TREŚĆ DOKUMENTU:
Raz towarowy wyjeżdżał z Prokocimia, przez Gaj przelatywał pośpiech. Towar więc parę minut czekał pod wjazdem, dyżurna zrobiła drogę dla towara i nic. Wywołują na radiu nic, sąsiad też nic. W końcu zamknęła nastawnię, poszła pod wjazd kamykiem rzuciła w budę, mech podskoczył z głębokiego snu i dał taki power bykiem, że........ ;)
Tytuł: Odp: Oglądanie TV na dyżurze
Wiadomość wysłana przez: Patrykos w 06 Luty 2012, 09:08:12
Niedawno znajomy mówił, że stała sobie Energetyka ze stonką na boku i czekali sobie bo coś przepuszczali. No i dyżurny ustawił drogę, poświecił semafor a oni nic. Woła, woła – zero odzewu. Za jakiś czas jechał towar z przeciwka no i dyżurny uprzejmie poprosił maszynistę o to, żeby się zatrzymał i popatrzył czy ktoś tam w środku jest. Po chwili się okazało, że załoga ze stonki sobie smacznie spała. :P Czasami posterunek obok jak jest jakaś stójka a jedzie towar w tamtym kierunku, to dyżurna bierze na bok i mówi przez radio że maszynista może sobie odpocząć (jak jest już dość późno) bo jakiś dłuższy postój, więc sobie nie wyobrażam, żeby mechanik przez 2-3 godziny nie zmrużył oka, gdy stoi na stacji gdzieś o 1-2 w nocy. :) A jak jest z TV na lokomotywach? Ostatnio dyżurny woła mechanika, mechanik się głosi a tutaj czołóweczka z W11 leci do radia. Nie wiem czy to był jakiś dzwonek czy coś ale gadał coś jeszcze potem przez radio i było słychać znajome melodie z reklam.

POLECENIE:
Wypisz wszystkie emotikony z treści dokumentu w kolejności, w jakiej się pojawiają.

DANE WEJŚCIOWE:

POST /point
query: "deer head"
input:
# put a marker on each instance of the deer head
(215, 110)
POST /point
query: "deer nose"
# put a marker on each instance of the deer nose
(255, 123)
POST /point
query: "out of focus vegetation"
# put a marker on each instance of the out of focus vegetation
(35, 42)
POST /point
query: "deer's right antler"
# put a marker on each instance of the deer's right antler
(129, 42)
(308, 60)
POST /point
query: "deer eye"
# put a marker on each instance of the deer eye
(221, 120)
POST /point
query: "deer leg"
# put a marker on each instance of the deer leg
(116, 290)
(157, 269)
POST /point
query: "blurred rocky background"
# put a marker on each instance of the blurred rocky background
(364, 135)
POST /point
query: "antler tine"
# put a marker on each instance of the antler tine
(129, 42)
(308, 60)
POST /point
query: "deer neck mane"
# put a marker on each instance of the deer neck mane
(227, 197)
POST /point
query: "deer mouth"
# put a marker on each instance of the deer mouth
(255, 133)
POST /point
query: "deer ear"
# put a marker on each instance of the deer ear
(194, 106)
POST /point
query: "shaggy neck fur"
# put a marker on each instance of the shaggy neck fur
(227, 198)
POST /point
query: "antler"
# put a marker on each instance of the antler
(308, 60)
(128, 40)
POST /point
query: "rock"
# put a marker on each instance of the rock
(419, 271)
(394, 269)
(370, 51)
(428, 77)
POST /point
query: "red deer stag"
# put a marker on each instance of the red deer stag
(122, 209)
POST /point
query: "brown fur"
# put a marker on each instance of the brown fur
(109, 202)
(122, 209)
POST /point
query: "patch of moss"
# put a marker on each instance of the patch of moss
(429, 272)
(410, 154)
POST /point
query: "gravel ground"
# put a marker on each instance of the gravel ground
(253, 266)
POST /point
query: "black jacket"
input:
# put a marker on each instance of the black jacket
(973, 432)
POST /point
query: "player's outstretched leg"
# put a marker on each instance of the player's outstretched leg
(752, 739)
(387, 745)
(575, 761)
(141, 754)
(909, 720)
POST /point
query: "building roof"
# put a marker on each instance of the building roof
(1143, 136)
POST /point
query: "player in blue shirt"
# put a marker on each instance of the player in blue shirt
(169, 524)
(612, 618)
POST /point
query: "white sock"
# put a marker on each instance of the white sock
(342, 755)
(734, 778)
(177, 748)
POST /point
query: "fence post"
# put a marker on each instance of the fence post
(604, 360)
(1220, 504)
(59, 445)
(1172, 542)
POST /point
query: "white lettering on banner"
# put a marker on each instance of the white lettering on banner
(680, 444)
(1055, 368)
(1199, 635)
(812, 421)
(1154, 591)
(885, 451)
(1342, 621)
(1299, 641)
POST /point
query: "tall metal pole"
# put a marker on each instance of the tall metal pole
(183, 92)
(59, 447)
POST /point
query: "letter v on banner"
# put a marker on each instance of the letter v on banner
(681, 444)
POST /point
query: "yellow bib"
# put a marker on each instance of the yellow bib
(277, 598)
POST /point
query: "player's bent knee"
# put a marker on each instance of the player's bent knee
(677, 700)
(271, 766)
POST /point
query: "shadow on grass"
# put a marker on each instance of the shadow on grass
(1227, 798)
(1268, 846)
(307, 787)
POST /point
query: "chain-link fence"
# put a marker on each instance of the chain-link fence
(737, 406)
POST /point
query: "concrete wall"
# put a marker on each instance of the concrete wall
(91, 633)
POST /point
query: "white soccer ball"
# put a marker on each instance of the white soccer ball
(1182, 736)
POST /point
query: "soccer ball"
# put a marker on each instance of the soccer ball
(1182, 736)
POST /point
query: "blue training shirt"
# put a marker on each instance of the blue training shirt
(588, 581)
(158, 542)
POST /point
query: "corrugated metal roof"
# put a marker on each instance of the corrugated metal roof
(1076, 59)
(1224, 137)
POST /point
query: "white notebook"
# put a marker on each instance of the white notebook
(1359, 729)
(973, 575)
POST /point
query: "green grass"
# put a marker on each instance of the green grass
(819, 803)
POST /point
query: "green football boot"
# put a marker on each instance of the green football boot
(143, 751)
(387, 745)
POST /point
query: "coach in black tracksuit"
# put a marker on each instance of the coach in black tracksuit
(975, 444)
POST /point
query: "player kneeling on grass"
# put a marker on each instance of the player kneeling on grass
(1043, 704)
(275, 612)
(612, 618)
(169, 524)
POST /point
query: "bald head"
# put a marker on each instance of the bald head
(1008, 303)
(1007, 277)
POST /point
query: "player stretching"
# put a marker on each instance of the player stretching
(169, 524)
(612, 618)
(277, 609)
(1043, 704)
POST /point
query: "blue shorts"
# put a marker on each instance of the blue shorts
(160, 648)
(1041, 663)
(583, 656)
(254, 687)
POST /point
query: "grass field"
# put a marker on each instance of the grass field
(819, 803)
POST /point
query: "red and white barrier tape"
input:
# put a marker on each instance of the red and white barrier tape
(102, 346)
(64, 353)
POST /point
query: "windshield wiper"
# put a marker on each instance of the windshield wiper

WYNIK ZADANIA:
;)
:P
:)